Copy every record below, exactly as written.

===== Supplied entries

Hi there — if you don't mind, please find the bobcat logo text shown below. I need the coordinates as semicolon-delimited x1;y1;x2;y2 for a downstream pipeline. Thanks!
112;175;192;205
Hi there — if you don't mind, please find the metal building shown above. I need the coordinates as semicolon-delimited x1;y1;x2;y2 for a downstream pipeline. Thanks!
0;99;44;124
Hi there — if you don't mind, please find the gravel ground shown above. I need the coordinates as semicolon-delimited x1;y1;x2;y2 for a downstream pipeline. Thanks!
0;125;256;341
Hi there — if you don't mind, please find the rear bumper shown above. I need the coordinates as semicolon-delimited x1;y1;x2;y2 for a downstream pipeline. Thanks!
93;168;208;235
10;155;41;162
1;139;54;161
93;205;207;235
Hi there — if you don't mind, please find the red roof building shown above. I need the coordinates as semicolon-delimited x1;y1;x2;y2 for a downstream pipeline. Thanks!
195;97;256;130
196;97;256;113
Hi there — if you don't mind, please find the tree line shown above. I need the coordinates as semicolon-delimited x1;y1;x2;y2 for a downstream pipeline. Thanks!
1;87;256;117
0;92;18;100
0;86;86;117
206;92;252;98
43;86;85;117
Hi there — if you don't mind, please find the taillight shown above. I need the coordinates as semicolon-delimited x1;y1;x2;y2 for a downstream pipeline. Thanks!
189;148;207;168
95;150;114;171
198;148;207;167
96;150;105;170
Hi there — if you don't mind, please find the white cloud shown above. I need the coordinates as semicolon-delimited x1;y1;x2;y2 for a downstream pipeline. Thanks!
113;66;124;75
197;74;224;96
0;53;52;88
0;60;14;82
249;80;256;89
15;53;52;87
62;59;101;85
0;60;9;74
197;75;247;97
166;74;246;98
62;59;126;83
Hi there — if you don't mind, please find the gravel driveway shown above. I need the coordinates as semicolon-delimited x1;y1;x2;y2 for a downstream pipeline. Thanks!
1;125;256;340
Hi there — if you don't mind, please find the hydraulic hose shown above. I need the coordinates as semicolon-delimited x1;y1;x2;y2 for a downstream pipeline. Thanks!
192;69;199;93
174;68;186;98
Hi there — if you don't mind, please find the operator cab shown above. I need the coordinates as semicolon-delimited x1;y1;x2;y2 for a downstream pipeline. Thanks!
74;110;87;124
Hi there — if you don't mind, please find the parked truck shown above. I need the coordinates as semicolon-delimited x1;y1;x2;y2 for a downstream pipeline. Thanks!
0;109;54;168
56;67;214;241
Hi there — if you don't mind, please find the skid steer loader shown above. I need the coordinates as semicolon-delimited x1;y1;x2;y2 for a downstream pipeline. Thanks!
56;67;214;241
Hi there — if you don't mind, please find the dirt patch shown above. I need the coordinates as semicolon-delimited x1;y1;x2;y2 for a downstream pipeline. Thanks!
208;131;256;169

==========

→ **Expected answer**:
Hi there — if you don't mind, please find the bobcat logo text shown below. I need the coordinates as semicolon-delimited x1;y1;x2;y2 for a downstream pipeline. Thanks!
112;175;192;205
Hi there — if you don't mind, please find the metal building shown above. I need the coordinates as semicolon-delimited x1;y1;x2;y2 for a downstream pipeline. Thanks!
0;99;44;124
Hi there — if you don't mind, please find the gravel ground shown above. I need the coordinates as semicolon-delimited x1;y1;x2;y2 for a downstream pipeline. Thanks!
0;125;256;341
Hi there — if you don't mind, please find the rear bumper shown above. I need the coordinates as semicolon-delimited x1;y1;x2;y2 for a downstream pipeline. Thanks!
93;168;208;235
10;155;41;162
1;139;54;161
93;205;207;235
Hi there — if you don't mind, please find the red roof building shown above. I need the coordinates as semicolon-delimited x1;y1;x2;y2 for a downstream pipeline. Thanks!
195;97;256;130
196;97;256;113
Hi there — if you don't mind, please find the tree line shown above. I need the coordinates as semicolon-delimited x1;y1;x2;y2 for a downstream pipeline. Thanks!
1;87;256;117
0;92;18;100
0;86;86;117
206;92;252;98
43;86;85;117
Hi there — if you don't mind, please find the taillight shown above. I need the coordinates as semicolon-delimited x1;y1;x2;y2 for a downstream pipeline. Thanks!
189;148;207;168
95;150;114;171
198;148;207;167
96;150;105;170
Hi there — if you don't mind, please find the white cloud shown above. I need the coordinates as semicolon-delimited x1;y1;x2;y2 for a downstream pipeline. Thanks!
113;66;124;75
197;74;224;96
0;53;52;88
0;60;14;82
249;80;256;89
15;53;52;87
62;59;101;85
0;60;9;74
197;75;247;97
166;74;246;98
62;59;126;83
Hi there — if you don't mind, please find the gravel driveway shown above. I need the coordinates as semicolon-delimited x1;y1;x2;y2 for a downstream pipeline. Thanks!
1;125;256;340
Hi there — if you don't mind, please find the hydraulic hose shown above. I need the coordinates as semicolon-delimited x1;y1;x2;y2 for a downstream pipeline. Thanks!
192;69;199;93
174;68;186;98
Hi there — if you don't mind, please find the operator cab shown above. I need the coordinates as semicolon-delimited x1;y1;x2;y2 for a downstream pipeline. Thanks!
74;110;87;124
Hi there — if you don't mind, please find the parked truck shown above. I need the coordinates as semicolon-delimited x1;y1;x2;y2 for a downstream pipeline. Thanks!
0;109;54;168
56;67;214;241
Hi there — if you don't mind, please find the skid steer loader shown above. I need the coordinates as semicolon-delimited x1;y1;x2;y2 for a downstream pipeline. Thanks!
56;67;214;241
Hi there — if you don't mind, please find the dirt patch shown above. I need the coordinates as semicolon-delimited x1;y1;x2;y2 for a downstream pipeline. Thanks!
208;131;256;169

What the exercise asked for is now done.